┌─ Texto de estudio
Ya habían tres diversiones: Las tardeadas saturadas de declamaciones y acordes musicales; el cine y el teatro; ya la vida se estaba desbocando hacia la diversión.

Mi tatarabuelo, persona pensante y consentidora de su familia, tenía todo en casa para quitarle el aburrimiento a la familia: Libros de poemas, arpa, mandolina, guitarra y hasta maracas.

Música que musita

De un árbol que en la selva nace
se retomó la madera
fina, negra, plañidera
y a mi cuerpo elegante
le dio forma el fabricante
no un artesano cualquiera
sino ese que a su vera
educación musical
desde su niñez ideal
obtuvo, y no cualquiera.

Para construirme a mí
ese artista de la escala
tuvo que estudiar la amada
música no baladí
do re mi fa sol la si
y como buen ebanista
como todo gran artista
esta madera que tengo
unió y pulió con sereno
amor-música pianista.

Fue mi tatarabuelo el comprador de ese monumento a la belleza y a la riqueza musical  llamado piano vertical Pleyel. Parece ser que lo importó de Francia, y las hadas lo hicieron llegar hasta la Ciudad de México.

Mueble que viajo primero en los terrenos europeos, pues abordó un coche arrastrado por ocho caballos. Así llegó a puerto y sobre un barco sacudido por la mar, arribó hasta el Puerto de Veracruz.

Costo trabajo afinarlo, no había muchos expertos que pudieran darle servicio.

Mi bisabuelo estudió en él todas las escalas que los pajaritos le trinaban en el jardín. Cuando se llegó el tiempo, su pequeña hija también imitó a los pájaros sumiendo teclas y más teclas.

Esa hijita, fue mi abuela.

Ella siendo una niña, bordó con seda y sobre seda, un hermoso mantón saturado de hadas azules y pájaros amarillos, que encima del piano Pleyel estuvo por tres o cuatro años, hasta que siendo adolescente, se enfermó, no producía vitamina K. De repente el mundo se le nubló, cuando regresaba a pie del colegio, y como esa mañana no había querido desayunar todo lo que mi bisabuela le sirvió, no aviso que en plena calle, casi, casi se desmaya.

Al día siguiente amaneció con la piel llena de puntitos rojos y si se apretaba un poco cualquier parte del cuerpo, en él aparecía un moretón.

Ya no le quedó otra solución que avisar a su mamá que esa rareza  le pasaba.

El doctor la revisó y lanzó su diagnóstico: Mi abuela moriría. Tenía púrpura hemorrágica… en cuando llegara a ella el cumplimiento de “La Regla” mi abuela se desangraría irremediablemente.

No había cura… no había medicamentos… no había solución. Todos los casos de adolescentes con púrpura hemorrágica terminaban en la tumba.

Pero el doctor en cuestión, estimaba mucho a mi familia y se puso a investigar, a estudiar y recetó:

Transfusiones de sangre…

Transfusiones de plasma…

Comer hígado de res todos los días, tres veces al día…

Beber mucho jugo de naranjas y…

Tomar tabletas de vitamina K… que para esos días ya se sintetizaba.

¿Con qué dinero?

¿Quién era el mortal que pudiera sufragar todos estos gastos? en la primer semana se acabaron las monedas ahorradas en las alcancías, y la debilidad de mi abuela aumentaba.
└─
┌─ Material proporcionado
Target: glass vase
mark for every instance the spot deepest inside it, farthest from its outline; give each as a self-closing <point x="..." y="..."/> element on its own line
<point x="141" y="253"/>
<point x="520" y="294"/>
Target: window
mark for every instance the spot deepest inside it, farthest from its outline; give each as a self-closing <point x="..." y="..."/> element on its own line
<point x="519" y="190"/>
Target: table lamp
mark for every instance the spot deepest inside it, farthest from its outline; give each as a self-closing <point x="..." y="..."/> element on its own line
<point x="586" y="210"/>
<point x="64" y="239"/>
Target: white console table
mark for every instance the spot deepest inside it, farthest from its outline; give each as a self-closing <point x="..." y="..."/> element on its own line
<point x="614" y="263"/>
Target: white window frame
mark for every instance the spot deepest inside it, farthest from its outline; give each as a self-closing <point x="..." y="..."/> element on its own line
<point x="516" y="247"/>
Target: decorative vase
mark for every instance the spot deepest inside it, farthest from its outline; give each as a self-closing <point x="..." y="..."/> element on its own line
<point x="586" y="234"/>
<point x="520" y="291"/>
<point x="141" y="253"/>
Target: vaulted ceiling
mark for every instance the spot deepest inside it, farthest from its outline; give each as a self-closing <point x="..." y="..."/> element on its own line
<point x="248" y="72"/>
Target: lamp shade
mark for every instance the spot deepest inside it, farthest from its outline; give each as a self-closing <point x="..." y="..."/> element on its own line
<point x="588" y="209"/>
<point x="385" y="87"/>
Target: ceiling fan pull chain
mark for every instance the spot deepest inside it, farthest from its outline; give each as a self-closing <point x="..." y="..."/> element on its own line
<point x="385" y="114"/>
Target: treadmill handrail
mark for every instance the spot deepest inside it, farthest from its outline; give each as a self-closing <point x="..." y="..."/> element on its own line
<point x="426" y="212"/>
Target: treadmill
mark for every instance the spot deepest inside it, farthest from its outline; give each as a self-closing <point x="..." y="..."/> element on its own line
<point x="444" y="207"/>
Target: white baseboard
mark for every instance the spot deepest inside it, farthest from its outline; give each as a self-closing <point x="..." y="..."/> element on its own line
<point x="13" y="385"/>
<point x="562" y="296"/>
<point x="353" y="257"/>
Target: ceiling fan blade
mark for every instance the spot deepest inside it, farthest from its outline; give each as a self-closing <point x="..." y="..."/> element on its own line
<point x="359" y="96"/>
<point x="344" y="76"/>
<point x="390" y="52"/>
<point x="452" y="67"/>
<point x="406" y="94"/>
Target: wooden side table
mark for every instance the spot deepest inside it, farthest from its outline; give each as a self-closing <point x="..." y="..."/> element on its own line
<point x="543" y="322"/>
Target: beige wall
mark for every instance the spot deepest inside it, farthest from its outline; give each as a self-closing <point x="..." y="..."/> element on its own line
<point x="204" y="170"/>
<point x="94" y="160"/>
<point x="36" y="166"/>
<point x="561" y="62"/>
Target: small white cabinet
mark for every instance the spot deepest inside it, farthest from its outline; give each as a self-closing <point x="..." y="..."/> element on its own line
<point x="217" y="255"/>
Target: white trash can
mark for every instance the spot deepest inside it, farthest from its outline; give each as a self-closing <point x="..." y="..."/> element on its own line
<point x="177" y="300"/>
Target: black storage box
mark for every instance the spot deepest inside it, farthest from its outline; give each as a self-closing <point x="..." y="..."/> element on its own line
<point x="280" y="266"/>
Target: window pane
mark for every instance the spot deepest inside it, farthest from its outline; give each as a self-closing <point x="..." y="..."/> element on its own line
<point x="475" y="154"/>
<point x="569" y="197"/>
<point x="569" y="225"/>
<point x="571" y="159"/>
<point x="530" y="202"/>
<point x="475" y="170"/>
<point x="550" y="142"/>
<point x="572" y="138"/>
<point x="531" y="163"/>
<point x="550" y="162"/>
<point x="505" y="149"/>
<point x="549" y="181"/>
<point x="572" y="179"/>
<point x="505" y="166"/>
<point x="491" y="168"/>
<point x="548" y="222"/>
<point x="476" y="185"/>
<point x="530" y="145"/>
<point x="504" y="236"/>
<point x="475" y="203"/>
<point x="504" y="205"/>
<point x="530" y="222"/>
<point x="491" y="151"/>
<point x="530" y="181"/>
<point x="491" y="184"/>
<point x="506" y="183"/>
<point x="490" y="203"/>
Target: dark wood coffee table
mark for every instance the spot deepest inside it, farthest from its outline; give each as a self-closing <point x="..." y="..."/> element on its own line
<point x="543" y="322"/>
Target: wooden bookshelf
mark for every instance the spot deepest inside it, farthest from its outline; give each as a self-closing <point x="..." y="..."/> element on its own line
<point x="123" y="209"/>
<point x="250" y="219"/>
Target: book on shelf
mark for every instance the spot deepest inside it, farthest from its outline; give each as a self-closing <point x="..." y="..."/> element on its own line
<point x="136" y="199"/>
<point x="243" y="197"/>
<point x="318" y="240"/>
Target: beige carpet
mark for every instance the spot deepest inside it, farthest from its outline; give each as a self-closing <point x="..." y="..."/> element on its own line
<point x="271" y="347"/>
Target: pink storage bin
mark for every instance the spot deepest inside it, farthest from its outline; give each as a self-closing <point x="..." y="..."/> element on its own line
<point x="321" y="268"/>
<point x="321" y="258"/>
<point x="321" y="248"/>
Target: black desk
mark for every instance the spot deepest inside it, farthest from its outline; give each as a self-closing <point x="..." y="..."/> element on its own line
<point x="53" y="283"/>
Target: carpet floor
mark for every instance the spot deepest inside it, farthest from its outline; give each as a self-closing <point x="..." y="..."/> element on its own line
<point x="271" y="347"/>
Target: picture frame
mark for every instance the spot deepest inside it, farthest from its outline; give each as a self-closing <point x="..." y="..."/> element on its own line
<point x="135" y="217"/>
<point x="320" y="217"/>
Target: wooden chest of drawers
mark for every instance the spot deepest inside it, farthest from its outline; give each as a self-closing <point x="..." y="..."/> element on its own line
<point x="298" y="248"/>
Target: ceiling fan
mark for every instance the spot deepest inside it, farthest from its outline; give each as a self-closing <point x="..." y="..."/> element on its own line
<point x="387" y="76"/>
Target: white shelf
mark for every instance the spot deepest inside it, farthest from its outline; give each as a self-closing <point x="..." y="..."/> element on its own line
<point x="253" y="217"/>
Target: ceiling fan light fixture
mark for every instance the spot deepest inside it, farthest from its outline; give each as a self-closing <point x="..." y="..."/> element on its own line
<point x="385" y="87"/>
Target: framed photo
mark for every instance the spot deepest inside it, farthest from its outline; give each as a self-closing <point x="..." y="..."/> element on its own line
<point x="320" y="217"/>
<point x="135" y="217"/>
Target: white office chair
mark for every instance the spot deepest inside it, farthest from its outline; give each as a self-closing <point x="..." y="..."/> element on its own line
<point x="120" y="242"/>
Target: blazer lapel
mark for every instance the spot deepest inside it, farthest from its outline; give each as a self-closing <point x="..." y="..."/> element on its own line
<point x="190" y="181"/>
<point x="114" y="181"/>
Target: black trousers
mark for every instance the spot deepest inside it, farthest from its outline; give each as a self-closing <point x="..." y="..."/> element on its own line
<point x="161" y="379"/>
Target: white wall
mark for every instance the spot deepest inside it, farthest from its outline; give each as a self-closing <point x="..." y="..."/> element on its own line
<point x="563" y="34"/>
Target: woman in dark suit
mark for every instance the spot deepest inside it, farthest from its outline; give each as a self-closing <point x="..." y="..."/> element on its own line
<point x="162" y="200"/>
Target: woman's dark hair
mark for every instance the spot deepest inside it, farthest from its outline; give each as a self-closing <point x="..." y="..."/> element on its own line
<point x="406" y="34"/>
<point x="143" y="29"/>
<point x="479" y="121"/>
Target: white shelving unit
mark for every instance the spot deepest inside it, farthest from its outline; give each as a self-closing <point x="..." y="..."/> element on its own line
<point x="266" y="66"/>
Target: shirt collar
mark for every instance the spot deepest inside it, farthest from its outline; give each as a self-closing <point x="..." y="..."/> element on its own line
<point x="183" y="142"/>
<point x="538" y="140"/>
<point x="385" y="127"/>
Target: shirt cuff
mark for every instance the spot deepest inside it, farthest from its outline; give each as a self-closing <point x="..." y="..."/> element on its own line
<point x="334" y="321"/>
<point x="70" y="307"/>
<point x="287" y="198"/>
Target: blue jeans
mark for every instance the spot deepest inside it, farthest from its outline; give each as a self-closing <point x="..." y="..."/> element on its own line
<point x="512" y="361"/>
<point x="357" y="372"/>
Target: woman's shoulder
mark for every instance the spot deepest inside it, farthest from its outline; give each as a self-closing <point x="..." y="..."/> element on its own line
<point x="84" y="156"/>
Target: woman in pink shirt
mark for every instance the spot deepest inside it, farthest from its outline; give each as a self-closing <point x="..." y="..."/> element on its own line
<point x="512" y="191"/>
└─
## Consigna
Copia el fragmento del relato sobre el piano Pleyel que comienza con "Mueble que viajo" y sigue hasta "y más teclas.", y sustituye "ocho caballos" por "seis caballos".

## Respuesta
Mueble que viajo primero en los terrenos europeos, pues abordó un coche arrastrado por seis caballos. Así llegó a puerto y sobre un barco sacudido por la mar, arribó hasta el Puerto de Veracruz.

Costo trabajo afinarlo, no había muchos expertos que pudieran darle servicio.

Mi bisabuelo estudió en él todas las escalas que los pajaritos le trinaban en el jardín. Cuando se llegó el tiempo, su pequeña hija también imitó a los pájaros sumiendo teclas y más teclas.